• _Document text_
##########
SOCIETY
Long-closed plant threatens people and environment in Buryatia
August 11, 2022
  • Anna Zueva
    Journalist
  • Vladimir Popov
    Photographer
Anna Zueva covers the dangerous environmental situation in the city of Zakamensk on the border between Russia and Mongolia. Twenty-five years after the city-forming enterprise to extract tungsten and molybdenum was closed, 45 mln tons of waste still lie in the city.
The way to Zakamensk – a six-hour drive from the capital of Buryatia – is exhausting. The road isn’t always paved and safe. A couple of years ago, residents of the area asked me to do a report on dilapidated bridges over the Dzhida and Khamney rivers. The report came out, but the bridges, built 50 years ago, haven’t been fixed. Ten thousand residents of Zakamensk, located on the border with Mongolia, continue to risk their lives to reach Ulan-Ude.
Zakamensk is a young city with low-rise buildings. On the central square there is a monument to Lenin, a house of culture and a district administration building. There are hundreds of such cities in Russia, but Zakamensk is unique. In 1932, geologists found tungsten and molybdenum there. The Soviet defense industry was in dire need of nonferrous metals, and the government decided to launch an enterprise to mine them. The Zakamensky Local History Museum has a permanent exhibition on the creation of the Dzhida Tungsten-Molybdenum Plant. Guide Lyudmila Kornakova explains how geologist Maria Besova carried out the field work and how the first people lived back then:
Maria Vasilievna Besova graduated from the Leningrad Mining Institute and was sent to Irkutsk. From there she was sent to Zakamna to search for tungsten and molybdenum. At that time there was no city here, only wild taiga. But there is almost the entire periodic table, mineral wealth in the ground. In the summer of 1932, on July 9, a quartz vein with huge wolframite crystals was uncovered.
##########
Stored entries:
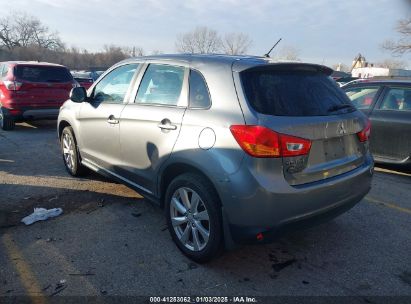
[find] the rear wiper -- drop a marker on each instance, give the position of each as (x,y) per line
(340,107)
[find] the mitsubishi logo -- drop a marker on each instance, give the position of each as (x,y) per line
(341,130)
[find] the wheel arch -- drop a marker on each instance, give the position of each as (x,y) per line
(175,169)
(62,125)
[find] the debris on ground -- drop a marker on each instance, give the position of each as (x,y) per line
(41,214)
(60,286)
(88,273)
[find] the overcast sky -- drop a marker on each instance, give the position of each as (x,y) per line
(324,31)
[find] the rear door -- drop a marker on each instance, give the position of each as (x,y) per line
(302,101)
(99,118)
(42,86)
(150,126)
(391,125)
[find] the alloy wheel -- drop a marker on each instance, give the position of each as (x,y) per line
(68,151)
(190,219)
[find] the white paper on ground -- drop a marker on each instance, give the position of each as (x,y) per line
(41,214)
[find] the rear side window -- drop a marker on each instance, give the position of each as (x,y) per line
(42,73)
(161,85)
(293,93)
(397,99)
(362,97)
(3,70)
(199,96)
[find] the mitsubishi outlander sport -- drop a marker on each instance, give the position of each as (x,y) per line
(235,149)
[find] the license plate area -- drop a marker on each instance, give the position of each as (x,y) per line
(334,148)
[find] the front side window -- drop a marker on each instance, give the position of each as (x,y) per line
(161,84)
(114,86)
(362,97)
(397,99)
(199,96)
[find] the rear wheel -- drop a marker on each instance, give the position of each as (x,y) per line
(194,217)
(6,122)
(70,152)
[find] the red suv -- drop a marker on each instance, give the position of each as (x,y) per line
(32,90)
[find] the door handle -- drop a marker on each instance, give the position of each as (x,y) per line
(166,124)
(112,120)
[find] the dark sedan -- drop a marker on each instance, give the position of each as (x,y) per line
(388,105)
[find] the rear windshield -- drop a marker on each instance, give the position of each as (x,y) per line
(294,93)
(43,74)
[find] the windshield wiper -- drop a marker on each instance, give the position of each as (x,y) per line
(340,107)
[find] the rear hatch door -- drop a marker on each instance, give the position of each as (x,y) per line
(42,85)
(302,101)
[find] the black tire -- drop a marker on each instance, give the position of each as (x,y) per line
(6,122)
(209,201)
(73,166)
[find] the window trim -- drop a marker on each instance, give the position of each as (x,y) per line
(184,88)
(108,72)
(208,91)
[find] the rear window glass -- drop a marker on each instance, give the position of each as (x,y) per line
(294,93)
(43,74)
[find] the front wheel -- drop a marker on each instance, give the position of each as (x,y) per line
(70,152)
(194,217)
(6,122)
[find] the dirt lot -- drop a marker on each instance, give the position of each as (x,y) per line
(111,242)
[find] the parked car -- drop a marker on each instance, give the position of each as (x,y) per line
(83,79)
(84,82)
(235,149)
(387,103)
(32,90)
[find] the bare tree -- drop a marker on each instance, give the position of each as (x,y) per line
(403,45)
(202,40)
(22,30)
(236,43)
(392,64)
(7,34)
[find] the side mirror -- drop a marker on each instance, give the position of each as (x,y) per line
(78,94)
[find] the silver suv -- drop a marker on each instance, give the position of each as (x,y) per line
(235,149)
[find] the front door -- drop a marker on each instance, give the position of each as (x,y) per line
(100,118)
(150,126)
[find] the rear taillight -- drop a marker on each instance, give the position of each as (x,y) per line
(14,112)
(12,85)
(259,141)
(364,135)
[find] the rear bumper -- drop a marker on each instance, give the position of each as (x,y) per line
(282,208)
(33,113)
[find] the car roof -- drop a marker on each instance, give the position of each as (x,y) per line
(36,63)
(378,81)
(241,62)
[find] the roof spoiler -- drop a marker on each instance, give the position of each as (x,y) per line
(292,66)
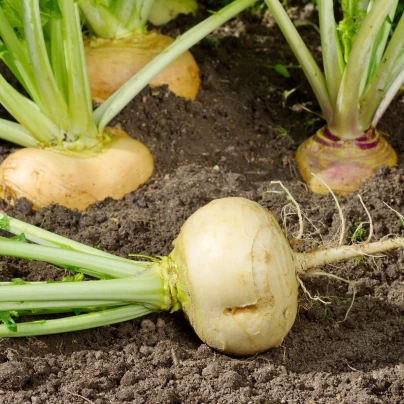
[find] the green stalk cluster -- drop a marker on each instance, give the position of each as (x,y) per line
(126,289)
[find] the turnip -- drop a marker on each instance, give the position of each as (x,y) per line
(363,58)
(120,45)
(71,156)
(232,272)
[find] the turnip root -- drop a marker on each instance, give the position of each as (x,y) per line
##########
Copy the Zakamensk text starting at "The way to Zakamensk" and ending at "to reach Ulan-Ude.", renaming "bridges" to "crossings" wherever it occurs. Rely only on the text about Zakamensk.

• _Reply_
The way to Zakamensk – a six-hour drive from the capital of Buryatia – is exhausting. The road isn’t always paved and safe. A couple of years ago, residents of the area asked me to do a report on dilapidated crossings over the Dzhida and Khamney rivers. The report came out, but the crossings, built 50 years ago, haven’t been fixed. Ten thousand residents of Zakamensk, located on the border with Mongolia, continue to risk their lives to reach Ulan-Ude.